• Sonuç bulunamadı

BEDEN SANATI, PERFORMANS ve FOTOĞRAF

Eren GÖRGÜLÜ **

THE TRANSFORMATION OF BODY TO THE CAMERA: DANI LESSNAU ABSTRACT

2. BEDEN SANATI, PERFORMANS ve FOTOĞRAF

Erkek ve kadın arasındaki ilişkilerin özel bir alandan kamusal bir alana kadın cinsel organı içerisinden fotoğraflanarak taşınması izleyici için tuhaf, beklenmedik, şaşırtıcı ve tekinsiz bir durumu temsil etmektedir. Ken Baynes ‘Toplumda Sanat’ adlı kitabında sanat ve cinsellik arasındaki ilişkilere değinmektedir. Baynes’e göre “Sanat, cinsellik ve toplum arasındaki ilişki özellikle güçlü ve ince bir şeydir… Erkeklerin ve kadınların yaşamlarının içeriğini belirlemekte sanatın işlevi üstünde durmaktır. Bu bakımdan cinselliğin özel bir önemi vardır; çünkü hem çok mahremdir, hem de toplumsal görenek ve ahlakça yakından denetlenir” (Baynes, 2016: 109). Dolayısıyla erkek/kadın arasındaki ilişkilerin sanatsal pratiklerin içerisinde yer alması son derece doğal bir durum olmakla birlikte toplum tarafından denetlenmektedir. Ayrıca Baynes erkek ve kadın arasındaki ilişkilerden doğan sanat anlayışını açıklarken şöyle söylemektedir; “İnsan cinselliğinin en alışılmış yorumu onu erkekle kadın arasındaki ilişkinin en yüksek noktasında görmektedir. Burada sanat yalnız bir ilişkinin göreneğini ve üslubunu canlandırmaya değil, kişilerin kendi kimliklerini gördükleri ‘erkek’ ve ‘dişi’ imgelerini geliştirmeye de katılır” (Baynes, 2016: 133). Bakan ile bakılan arasındaki kurulan ve sanatçı tarafından ters çevrilen bakış, erkek bakışının saltanatını bozmakta ve bu bakışı özgürleştirmektedir. Yeni bakışın getirdiği özgür ifade biçimi tekinsiz bir mekân olarak kadın cinsel organıdır. Eylemde bulunan sanatçı ile (kadın) öznesi (erkek) arasındaki sınırın muğlaklaşması Gilles Deleuze’ün karşılaşma olarak tanımladığı bir durum olarak ifade edilebilir. Deleuze’e göre “eylem, kendi içinde, kuvvetlerin bir karşılaşması, bir dizi karşılaşmadır; çevreyle, ötekilerle ve kendisiyle karşılaşma” (Pezzella, 2006: 59). Sanatın farklı disiplerinlerinde cinselliğe ve kadın cinsel organını gösteren ve/veya çağrıştıran eserler oldukça fazladır. Gustav Courbet’in 1866 yılında gerçekleştirmiş olduğu ‘The Origin of the World’, Marcel Duchamp’ın ‘Given: 1 The Waterfall / 2 The Illuminating Gas’ (1946-1966) ve Valie Export’un 1969 yılında gerçekleştirdiği performansı ‘Action Pants: Genital Panic’ bu tarz karşılaşmalara örnek olarak gösterilebilir.
□ □ □ □ □ □ □
Beden sanatı ve fotoğraf üzerine metne göre şu ifadelerin her biri için evet ya da hayır deyin ve kararı veren sözleri metinden değiştirmeden alıntılayın: (a) Baynes'e göre cinsellik hem çok mahremdir hem de toplumsal görenek ve ahlakça denetlenir. (b) Courbet'nin 'The Origin of the World' adlı eseri 1946 yılında gerçekleştirilmiştir. (c) Deleuze'e göre eylem yalnızca çevreyle bir karşılaşmadır.
□ □ □ □ □ □ □
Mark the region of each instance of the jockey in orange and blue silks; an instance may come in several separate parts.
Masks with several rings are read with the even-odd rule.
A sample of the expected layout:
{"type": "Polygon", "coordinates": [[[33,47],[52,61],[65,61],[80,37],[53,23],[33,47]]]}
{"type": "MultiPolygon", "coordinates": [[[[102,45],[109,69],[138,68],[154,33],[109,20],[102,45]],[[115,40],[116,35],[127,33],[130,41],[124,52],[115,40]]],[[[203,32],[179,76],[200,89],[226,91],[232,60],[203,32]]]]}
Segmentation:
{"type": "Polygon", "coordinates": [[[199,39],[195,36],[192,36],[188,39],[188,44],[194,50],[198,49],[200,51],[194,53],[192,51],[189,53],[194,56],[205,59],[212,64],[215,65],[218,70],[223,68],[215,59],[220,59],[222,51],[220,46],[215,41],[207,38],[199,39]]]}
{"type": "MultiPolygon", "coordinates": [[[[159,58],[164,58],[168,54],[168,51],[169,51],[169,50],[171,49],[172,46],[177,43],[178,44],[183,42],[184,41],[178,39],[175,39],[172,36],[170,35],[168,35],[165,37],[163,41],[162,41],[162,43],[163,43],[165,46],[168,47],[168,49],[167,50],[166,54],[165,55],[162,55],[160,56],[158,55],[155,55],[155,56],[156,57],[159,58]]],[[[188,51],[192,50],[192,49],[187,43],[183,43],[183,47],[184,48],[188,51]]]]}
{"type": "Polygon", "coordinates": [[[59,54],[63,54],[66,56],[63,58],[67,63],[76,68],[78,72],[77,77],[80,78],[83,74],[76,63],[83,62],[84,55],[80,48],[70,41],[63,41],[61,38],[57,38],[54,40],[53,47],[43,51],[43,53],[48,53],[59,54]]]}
□ □ □ □ □ □ □
**Alıştırmanın yanıtı**
(a) Evet: "çünkü hem çok mahremdir, hem de toplumsal görenek ve ahlakça yakından denetlenir"
(b) Hayır: "Gustav Courbet’in 1866 yılında gerçekleştirmiş olduğu ‘The Origin of the World’"
(c) Hayır: "çevreyle, ötekilerle ve kendisiyle karşılaşma"